Transcribe the lines of the records starting with the one that has "Where can the arched" in it and ending with the last, and transcribe nothing else.

Begin Extracted information

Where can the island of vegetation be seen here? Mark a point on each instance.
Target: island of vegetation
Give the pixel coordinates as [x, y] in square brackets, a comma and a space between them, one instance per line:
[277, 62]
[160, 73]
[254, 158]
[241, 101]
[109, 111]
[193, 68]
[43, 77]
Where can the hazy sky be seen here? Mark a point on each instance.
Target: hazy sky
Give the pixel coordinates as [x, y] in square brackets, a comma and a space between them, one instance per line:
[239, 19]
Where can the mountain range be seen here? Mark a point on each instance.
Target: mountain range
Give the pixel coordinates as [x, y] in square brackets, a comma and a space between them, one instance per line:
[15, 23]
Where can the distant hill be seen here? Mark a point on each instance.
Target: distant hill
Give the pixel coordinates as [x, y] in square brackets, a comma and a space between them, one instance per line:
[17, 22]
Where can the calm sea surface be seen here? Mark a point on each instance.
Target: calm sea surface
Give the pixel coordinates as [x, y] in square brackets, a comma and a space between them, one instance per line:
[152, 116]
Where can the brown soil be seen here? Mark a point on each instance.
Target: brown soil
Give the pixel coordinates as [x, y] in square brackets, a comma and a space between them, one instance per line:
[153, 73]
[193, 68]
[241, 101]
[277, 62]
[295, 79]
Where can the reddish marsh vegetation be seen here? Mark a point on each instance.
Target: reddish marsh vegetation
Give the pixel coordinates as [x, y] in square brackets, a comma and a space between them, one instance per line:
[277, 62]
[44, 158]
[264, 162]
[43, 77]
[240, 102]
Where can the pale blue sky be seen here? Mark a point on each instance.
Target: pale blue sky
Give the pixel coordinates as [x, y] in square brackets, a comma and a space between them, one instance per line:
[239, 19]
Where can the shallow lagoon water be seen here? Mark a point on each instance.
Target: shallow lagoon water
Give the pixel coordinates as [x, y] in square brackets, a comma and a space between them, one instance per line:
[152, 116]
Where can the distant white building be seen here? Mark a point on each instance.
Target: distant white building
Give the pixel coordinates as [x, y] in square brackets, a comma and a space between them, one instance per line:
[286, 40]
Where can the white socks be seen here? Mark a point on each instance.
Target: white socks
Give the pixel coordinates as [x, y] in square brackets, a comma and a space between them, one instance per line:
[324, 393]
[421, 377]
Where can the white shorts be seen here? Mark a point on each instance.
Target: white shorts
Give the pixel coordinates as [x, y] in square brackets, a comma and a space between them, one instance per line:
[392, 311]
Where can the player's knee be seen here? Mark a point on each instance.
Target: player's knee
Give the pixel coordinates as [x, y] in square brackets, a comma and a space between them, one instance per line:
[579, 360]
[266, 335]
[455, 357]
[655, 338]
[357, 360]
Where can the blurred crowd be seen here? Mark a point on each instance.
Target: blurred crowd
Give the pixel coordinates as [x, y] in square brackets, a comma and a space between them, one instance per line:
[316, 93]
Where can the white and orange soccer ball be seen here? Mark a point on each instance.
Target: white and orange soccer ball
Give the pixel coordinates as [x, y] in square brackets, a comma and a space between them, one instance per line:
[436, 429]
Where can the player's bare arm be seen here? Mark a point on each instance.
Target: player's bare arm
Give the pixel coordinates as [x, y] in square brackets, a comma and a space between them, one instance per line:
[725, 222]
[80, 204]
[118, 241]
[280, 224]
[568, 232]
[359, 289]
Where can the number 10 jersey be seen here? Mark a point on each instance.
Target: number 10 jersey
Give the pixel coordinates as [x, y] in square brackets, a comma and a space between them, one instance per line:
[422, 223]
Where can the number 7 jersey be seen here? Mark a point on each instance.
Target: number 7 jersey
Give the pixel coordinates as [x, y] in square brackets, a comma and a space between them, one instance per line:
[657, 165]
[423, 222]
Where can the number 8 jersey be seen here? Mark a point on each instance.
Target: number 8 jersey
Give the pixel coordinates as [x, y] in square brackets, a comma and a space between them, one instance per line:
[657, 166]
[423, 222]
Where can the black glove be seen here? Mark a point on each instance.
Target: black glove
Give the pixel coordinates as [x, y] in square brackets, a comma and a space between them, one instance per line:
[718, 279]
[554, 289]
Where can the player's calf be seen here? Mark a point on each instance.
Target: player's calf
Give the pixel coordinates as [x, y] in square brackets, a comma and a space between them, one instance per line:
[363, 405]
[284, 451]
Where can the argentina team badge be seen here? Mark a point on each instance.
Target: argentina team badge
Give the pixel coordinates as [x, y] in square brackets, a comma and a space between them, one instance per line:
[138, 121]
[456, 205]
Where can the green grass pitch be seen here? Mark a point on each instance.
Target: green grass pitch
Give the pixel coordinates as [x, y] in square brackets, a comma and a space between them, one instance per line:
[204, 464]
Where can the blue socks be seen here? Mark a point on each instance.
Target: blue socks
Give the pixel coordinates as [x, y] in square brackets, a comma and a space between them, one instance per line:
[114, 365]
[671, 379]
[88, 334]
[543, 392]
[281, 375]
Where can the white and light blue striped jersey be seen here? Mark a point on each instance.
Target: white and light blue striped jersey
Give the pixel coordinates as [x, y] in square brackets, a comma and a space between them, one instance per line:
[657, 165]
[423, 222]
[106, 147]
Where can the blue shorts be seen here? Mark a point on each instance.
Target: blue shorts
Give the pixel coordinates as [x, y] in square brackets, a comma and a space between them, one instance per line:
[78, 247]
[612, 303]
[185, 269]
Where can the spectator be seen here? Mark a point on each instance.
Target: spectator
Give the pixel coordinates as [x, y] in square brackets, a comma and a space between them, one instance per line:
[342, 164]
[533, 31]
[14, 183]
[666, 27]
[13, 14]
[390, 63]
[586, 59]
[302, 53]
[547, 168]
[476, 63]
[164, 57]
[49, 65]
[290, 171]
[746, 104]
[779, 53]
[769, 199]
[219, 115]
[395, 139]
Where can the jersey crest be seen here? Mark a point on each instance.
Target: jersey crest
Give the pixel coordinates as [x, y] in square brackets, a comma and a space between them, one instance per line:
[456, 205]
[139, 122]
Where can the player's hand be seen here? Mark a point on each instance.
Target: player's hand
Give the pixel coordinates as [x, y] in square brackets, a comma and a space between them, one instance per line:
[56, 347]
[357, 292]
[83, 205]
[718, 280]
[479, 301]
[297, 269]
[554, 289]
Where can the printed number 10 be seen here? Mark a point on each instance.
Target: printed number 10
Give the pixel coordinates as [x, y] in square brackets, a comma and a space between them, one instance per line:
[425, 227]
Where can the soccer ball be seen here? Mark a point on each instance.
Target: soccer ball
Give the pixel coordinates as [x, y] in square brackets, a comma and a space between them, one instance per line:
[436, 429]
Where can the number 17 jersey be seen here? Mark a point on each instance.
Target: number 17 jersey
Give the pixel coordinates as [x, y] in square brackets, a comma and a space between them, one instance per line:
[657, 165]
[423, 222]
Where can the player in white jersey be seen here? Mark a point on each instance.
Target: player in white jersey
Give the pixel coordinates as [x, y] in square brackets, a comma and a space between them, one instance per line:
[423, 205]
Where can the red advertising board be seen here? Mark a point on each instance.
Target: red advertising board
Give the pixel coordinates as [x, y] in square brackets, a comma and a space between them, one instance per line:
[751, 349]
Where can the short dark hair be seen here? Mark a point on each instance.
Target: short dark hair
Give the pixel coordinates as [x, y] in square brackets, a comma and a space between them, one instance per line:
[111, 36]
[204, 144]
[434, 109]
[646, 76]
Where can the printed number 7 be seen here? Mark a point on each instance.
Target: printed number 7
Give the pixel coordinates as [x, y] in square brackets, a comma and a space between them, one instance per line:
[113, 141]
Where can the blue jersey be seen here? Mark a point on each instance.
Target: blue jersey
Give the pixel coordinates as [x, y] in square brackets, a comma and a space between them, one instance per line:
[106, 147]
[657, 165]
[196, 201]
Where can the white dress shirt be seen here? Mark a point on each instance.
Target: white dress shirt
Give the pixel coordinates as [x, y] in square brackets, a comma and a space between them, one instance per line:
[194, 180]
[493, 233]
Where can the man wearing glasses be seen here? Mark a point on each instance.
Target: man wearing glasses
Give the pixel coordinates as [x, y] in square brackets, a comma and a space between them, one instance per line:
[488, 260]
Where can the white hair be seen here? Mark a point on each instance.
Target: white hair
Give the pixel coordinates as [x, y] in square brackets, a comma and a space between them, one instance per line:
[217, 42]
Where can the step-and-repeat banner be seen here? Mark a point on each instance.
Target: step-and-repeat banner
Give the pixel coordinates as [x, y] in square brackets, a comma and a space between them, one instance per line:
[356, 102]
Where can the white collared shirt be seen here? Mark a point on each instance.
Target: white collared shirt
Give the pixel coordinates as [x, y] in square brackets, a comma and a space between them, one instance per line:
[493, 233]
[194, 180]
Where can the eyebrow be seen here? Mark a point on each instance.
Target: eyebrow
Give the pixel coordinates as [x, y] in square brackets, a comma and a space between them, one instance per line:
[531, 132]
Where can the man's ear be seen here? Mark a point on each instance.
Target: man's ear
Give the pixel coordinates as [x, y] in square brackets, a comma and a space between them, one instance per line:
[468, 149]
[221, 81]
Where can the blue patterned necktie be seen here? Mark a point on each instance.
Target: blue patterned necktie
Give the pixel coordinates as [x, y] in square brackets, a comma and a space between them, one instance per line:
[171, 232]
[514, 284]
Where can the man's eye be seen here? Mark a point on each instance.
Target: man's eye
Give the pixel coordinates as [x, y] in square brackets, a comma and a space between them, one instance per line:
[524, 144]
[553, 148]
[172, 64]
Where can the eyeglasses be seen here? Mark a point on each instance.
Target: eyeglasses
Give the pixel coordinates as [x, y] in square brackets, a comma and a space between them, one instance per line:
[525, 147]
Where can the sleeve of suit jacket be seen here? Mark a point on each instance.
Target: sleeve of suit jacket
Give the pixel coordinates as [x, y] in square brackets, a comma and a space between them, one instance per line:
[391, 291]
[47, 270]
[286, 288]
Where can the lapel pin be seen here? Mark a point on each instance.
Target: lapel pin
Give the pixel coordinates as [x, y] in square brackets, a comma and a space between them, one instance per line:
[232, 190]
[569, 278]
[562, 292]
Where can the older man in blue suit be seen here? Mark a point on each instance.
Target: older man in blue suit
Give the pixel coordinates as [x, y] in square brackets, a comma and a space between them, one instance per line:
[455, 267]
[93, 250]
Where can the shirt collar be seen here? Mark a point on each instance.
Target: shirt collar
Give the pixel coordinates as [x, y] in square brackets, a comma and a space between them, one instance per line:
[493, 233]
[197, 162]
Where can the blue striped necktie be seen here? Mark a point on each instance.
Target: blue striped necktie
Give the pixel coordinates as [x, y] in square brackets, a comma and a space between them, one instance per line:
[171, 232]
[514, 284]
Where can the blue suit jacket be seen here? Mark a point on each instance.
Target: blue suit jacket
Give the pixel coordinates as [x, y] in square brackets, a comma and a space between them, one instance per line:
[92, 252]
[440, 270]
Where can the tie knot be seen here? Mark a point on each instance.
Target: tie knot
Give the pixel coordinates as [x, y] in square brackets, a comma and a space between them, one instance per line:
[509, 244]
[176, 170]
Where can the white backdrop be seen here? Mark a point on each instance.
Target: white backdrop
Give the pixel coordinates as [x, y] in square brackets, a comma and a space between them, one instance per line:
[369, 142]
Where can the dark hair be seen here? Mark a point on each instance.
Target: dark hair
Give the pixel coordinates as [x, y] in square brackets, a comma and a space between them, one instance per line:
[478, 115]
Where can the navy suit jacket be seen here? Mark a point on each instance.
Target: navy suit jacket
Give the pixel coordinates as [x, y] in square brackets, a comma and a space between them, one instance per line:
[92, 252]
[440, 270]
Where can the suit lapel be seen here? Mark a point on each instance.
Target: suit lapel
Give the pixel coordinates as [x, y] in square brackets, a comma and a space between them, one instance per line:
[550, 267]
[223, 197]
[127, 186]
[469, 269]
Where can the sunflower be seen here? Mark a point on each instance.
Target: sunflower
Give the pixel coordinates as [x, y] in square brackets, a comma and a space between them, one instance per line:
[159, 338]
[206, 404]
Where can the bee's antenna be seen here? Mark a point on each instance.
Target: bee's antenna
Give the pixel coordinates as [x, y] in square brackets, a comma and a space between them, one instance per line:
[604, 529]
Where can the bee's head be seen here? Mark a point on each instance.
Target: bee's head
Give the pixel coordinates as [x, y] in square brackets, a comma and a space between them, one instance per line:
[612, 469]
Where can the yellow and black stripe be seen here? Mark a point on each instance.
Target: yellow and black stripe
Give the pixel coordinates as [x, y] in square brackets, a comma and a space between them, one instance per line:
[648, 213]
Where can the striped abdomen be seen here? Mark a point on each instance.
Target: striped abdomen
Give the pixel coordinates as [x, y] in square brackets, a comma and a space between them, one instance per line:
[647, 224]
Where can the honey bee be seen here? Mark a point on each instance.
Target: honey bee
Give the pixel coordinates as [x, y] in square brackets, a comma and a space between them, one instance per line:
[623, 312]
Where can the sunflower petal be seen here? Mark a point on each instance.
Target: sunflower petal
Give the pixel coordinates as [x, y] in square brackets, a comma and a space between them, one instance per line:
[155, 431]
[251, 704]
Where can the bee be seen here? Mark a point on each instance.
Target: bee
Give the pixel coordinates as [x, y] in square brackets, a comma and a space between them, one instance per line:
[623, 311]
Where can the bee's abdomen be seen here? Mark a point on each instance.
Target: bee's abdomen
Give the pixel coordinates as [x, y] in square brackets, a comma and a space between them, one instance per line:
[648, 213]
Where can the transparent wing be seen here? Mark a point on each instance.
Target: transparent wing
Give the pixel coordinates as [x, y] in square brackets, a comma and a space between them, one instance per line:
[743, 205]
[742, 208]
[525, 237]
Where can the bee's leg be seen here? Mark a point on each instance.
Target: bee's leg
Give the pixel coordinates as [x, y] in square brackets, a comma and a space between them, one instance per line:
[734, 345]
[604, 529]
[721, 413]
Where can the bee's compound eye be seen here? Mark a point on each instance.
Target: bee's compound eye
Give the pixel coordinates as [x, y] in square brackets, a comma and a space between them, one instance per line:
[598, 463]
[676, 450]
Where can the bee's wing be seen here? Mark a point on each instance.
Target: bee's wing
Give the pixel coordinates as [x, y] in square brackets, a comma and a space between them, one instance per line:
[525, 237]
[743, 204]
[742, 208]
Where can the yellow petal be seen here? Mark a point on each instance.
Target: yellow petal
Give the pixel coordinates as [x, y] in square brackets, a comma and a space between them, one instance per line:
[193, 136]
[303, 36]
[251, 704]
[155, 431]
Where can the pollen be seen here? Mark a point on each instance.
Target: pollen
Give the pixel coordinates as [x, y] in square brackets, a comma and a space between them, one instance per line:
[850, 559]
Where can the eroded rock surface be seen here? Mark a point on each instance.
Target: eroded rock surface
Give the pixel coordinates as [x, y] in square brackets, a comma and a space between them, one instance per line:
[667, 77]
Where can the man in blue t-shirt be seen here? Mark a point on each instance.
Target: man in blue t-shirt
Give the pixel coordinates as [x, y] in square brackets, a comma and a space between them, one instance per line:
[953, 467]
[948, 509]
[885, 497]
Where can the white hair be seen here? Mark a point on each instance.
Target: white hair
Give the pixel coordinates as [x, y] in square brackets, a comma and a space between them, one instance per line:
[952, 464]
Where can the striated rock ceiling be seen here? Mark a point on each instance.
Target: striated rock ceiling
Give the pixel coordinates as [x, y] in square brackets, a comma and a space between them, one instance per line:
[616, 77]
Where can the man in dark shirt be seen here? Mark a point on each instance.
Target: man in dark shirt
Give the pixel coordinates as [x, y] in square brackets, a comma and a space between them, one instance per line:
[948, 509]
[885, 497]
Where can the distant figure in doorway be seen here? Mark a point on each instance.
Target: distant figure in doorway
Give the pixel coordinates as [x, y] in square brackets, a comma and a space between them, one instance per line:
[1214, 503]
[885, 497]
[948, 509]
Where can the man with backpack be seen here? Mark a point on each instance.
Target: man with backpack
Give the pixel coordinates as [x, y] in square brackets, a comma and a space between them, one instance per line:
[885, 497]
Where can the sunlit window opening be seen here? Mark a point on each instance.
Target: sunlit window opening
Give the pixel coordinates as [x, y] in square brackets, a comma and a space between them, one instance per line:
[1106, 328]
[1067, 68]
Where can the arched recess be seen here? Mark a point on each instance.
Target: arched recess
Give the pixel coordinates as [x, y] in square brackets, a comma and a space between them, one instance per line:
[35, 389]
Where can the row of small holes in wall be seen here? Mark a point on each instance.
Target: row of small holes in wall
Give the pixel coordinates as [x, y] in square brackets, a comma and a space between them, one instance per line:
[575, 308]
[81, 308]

End Extracted information

### Response
Where can the arched recess be seen here? Mark a point on each instance.
Target: arched recess
Give the pixel coordinates as [x, y] in square brackets, a comma and a space between them, one instance per line:
[35, 389]
Where can the row of small holes in wall be seen here? Mark a point on each instance.
Target: row of small holes in wall
Give the pixel coordinates as [x, y] in square brackets, a comma and a space between them, one instance per line:
[575, 308]
[81, 308]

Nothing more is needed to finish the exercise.